#### [PASSAGE TO READ]

------------------------------

Space and Time

“To the thieves,” he says on his 1972 album Carney, “I am a bandit; the mothers think I’m a son. To the preachers, I’m a sinner; Lord, I’m not the only one.”

The man in the “Magic Mirror” has been many things to many people. To his friends and neighbors in Lawton in the early 1940s, he was Claude Russell Bridges; to a kid growing up in Maple Ridge in the early 1970s, he was an idol.┬áTo a host of rock legends, from Bob Dylan to Tina Turner, he’s a talented session musician; to Elton John, he’s a musical hero who eventually became a collaborator on the 2010 album The Union.

And to the interior designers responsible for the dazzling 2011 renovation of The Campbell Hotel, he’s the Muse who inspired Room 214.

Ladies and gentlemen: Leon Russell.

Born in Lawton, Leon Russell is a 1959 graduate of Will Rogers High School and a 2011 Rock and Roll Hall of Fame inductee. He began playing Tulsa nightclubs at age 14 and helped pioneer the Tulsa Sound. Working first as a session musician and then a songwriter and arranger, Russell eventually became a solo artist, releasing his first album, Leon Russell, in 1970.

The album included “A Song for You,” which has since been covered by everybody from Ray Charles to Amy Winehouse. Helen Reddy recorded it; so did Willie Nelson.

With the line, “I love you in a place where there’s no space and time,” the song gave Russell his nickname, “The Master of Space and Time.” Anyone who’s seen him walk onstage with the spotlight gleaming on his flowing white hair and beard, looking like a rock-and-roll shaman, can be forgiven for wondering whether he might actually possess some mystical power that transcends his command of keyboard and guitar.

In addition to his diploma from Will Rogers and his performances in clubs around the area, Russell’s Tulsa ties include the Church Recording Studio at Third and Trenton, which he owned in the 1960s and 1970s, and his annual birthday concert at the Brady Theater.

Here at The Campbell Hotel, we tip our top hat to the Master of Space and Time in Room 214, where posters, signed album covers, and a stunning portrait of Russell grace the walls, and a bed with a headboard shaped like the lid of a grand piano sits atop a piano-shaped rug.

------------------------------

#### [DATA SUPPLIED]
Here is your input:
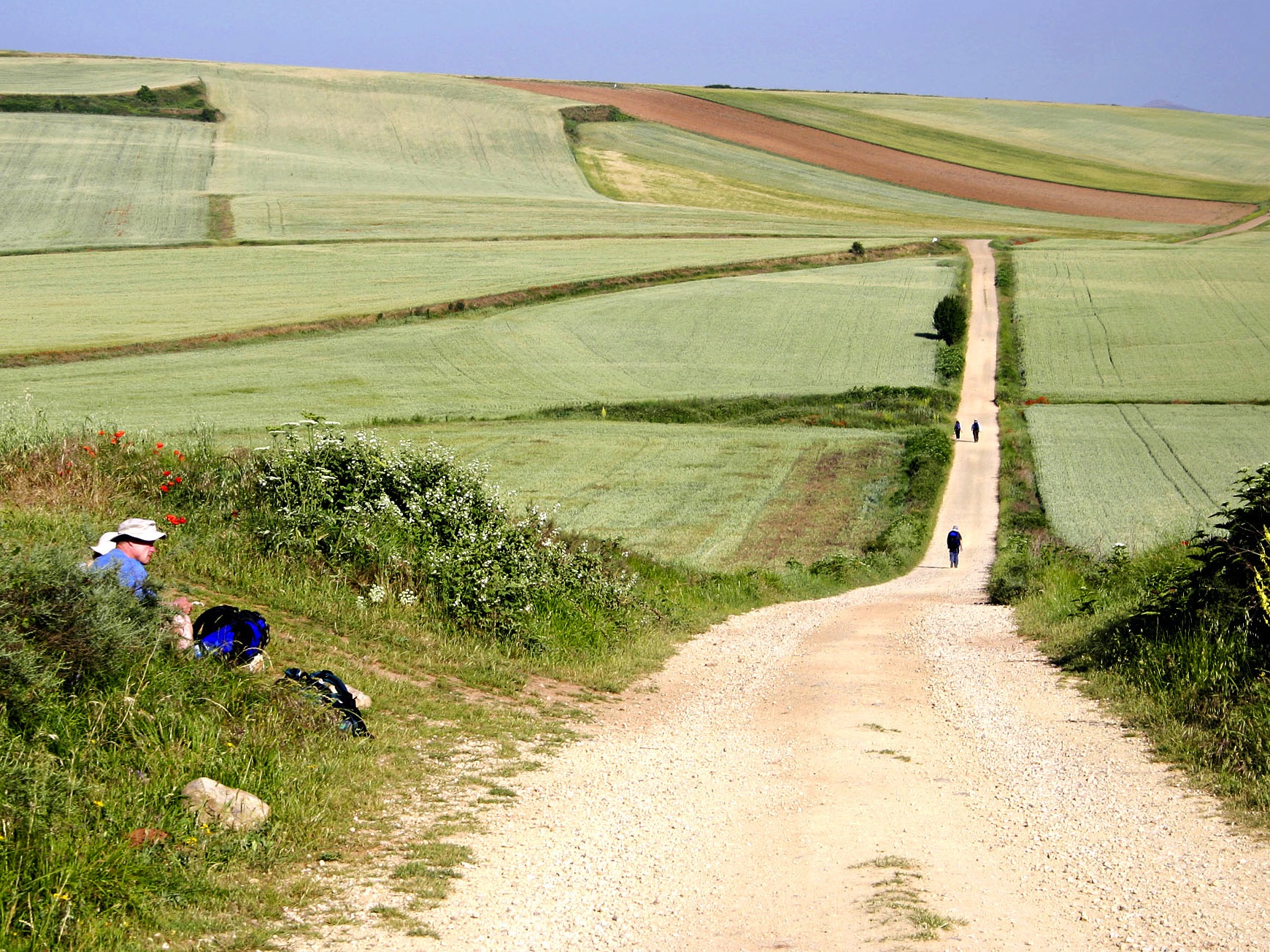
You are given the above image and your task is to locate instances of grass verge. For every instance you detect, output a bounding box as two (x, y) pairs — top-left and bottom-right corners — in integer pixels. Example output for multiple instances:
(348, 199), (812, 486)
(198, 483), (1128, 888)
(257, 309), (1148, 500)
(988, 241), (1270, 827)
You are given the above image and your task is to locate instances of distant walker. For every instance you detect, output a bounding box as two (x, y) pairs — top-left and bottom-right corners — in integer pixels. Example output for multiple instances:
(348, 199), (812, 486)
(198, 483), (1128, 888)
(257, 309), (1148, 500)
(949, 526), (961, 568)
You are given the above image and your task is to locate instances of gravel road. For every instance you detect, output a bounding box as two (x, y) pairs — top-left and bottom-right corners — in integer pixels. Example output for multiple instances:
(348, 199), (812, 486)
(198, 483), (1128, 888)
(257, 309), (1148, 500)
(292, 242), (1270, 951)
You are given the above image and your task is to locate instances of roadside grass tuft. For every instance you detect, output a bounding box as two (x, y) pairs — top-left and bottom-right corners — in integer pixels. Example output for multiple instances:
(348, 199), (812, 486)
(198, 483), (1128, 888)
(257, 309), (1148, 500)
(853, 856), (968, 942)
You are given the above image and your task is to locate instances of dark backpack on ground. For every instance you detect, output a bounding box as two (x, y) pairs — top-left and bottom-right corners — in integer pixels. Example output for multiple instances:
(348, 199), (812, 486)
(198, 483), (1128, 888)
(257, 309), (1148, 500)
(280, 667), (374, 737)
(194, 605), (269, 665)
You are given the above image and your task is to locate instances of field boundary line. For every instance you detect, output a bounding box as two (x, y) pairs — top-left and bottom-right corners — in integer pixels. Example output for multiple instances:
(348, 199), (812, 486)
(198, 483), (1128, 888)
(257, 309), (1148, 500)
(0, 242), (953, 369)
(0, 231), (863, 258)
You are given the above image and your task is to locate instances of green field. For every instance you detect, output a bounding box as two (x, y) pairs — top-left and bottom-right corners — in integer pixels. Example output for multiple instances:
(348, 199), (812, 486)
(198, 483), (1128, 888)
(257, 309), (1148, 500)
(823, 93), (1270, 185)
(232, 194), (884, 243)
(202, 64), (590, 199)
(1028, 404), (1270, 554)
(671, 86), (1270, 202)
(368, 421), (901, 568)
(0, 112), (215, 250)
(0, 56), (200, 94)
(1015, 231), (1270, 402)
(579, 122), (1177, 235)
(0, 252), (956, 429)
(0, 237), (863, 353)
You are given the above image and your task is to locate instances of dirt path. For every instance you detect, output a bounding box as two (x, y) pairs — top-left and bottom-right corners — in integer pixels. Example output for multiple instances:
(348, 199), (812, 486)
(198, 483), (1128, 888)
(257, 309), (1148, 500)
(296, 242), (1270, 952)
(491, 80), (1256, 225)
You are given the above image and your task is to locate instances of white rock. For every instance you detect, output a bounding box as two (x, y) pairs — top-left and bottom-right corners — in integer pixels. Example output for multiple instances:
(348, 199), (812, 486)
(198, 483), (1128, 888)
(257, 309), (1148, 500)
(180, 777), (272, 830)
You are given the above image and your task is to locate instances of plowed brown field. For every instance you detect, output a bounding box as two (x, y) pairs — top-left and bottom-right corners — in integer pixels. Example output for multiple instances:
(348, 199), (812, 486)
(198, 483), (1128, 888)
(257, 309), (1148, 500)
(493, 80), (1255, 225)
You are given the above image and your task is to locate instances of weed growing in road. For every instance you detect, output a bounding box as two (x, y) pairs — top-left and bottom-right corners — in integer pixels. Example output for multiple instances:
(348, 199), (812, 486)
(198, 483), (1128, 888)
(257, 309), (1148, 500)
(853, 853), (966, 942)
(865, 748), (912, 764)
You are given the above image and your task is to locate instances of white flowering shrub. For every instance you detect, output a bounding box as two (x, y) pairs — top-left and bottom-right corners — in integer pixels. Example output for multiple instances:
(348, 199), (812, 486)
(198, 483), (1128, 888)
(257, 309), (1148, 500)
(247, 427), (635, 645)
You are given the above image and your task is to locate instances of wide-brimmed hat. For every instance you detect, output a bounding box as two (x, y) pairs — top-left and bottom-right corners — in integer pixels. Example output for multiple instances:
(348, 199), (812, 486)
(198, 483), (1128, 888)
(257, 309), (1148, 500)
(115, 518), (168, 542)
(89, 532), (118, 556)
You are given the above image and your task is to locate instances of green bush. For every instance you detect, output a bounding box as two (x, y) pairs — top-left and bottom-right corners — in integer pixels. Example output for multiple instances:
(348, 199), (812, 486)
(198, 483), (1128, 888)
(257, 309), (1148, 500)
(1098, 464), (1270, 676)
(935, 345), (965, 384)
(932, 293), (970, 345)
(247, 426), (635, 648)
(0, 549), (160, 736)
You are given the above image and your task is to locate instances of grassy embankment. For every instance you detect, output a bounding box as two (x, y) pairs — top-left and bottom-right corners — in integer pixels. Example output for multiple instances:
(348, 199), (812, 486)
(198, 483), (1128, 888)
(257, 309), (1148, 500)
(0, 81), (221, 122)
(0, 373), (950, 948)
(989, 242), (1270, 826)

------------------------------

#### [PROBLEM STATEMENT]
In the Leon Russell profile, which song gave Russell the nickname "The Master of Space and Time"?

#### [THE COMPLETED TASK]
"A Song for You"